→ DIRECTIONS FOR THIS TASK
Exactly repeat the material, dropping only the pictures.

→ PROVIDED DATA

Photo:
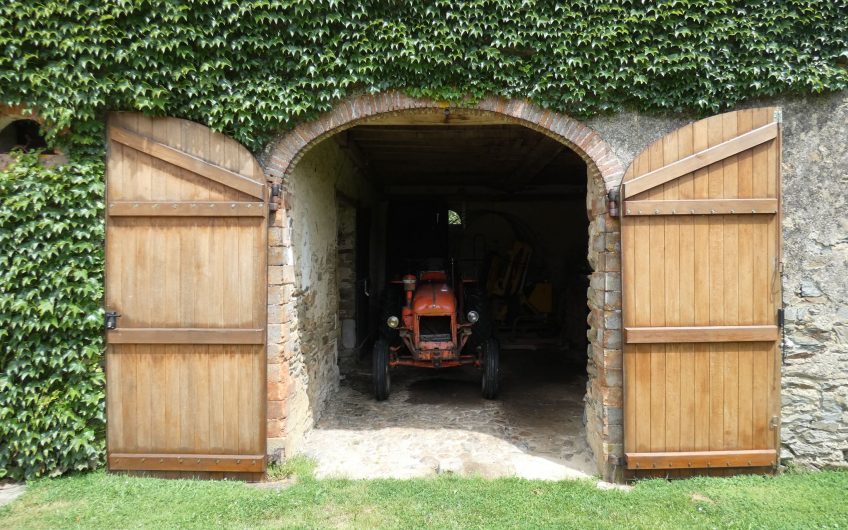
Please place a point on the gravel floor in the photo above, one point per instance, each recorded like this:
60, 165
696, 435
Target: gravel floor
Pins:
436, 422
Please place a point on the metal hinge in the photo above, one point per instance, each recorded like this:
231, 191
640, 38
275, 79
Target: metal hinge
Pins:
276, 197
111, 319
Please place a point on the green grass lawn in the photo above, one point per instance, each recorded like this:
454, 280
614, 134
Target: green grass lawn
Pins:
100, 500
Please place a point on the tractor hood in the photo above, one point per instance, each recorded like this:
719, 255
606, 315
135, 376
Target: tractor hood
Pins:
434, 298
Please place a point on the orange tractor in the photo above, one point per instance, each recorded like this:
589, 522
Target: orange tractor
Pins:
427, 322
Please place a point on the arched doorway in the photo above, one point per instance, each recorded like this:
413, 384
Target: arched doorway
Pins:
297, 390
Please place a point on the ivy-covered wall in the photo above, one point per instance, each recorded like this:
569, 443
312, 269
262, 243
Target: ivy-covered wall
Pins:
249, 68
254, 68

→ OUTPUT BELOW
Photo:
Please place a point on the gravel floor in the photo above, one point per instance, each recorded like this:
60, 165
696, 435
Target: gravel floor
Pins:
436, 422
Please place a point on the metal hinge in the photo above, one point per instance, each recorded like this:
231, 191
640, 38
275, 79
Target: metal hinge
Pins:
276, 197
111, 319
Please place a point on the green grass lawn in the photo above, one point per instance, each recorded like this:
454, 280
614, 134
Target: green grass lawn
Pins:
100, 500
Please place a point on the tractor hood in the photo above, one point per instance, each recorded like this:
719, 255
606, 315
135, 376
Target: tractor hood
Pins:
434, 298
Please place a point on the orange tractor in the photo above, one point per instance, each recorded like this:
589, 522
Target: orange tractor
Pins:
427, 322
Please place a point on the arched doorway in the photo above, one point per instance, each recorded like this:
413, 384
Target: arched doorway
Pins:
297, 390
Please place a point on the ivy-covered wall in the photo above, one point per instance, each recorded like this:
569, 443
312, 269
262, 243
Target: ivy-covered wall
Pins:
249, 68
254, 68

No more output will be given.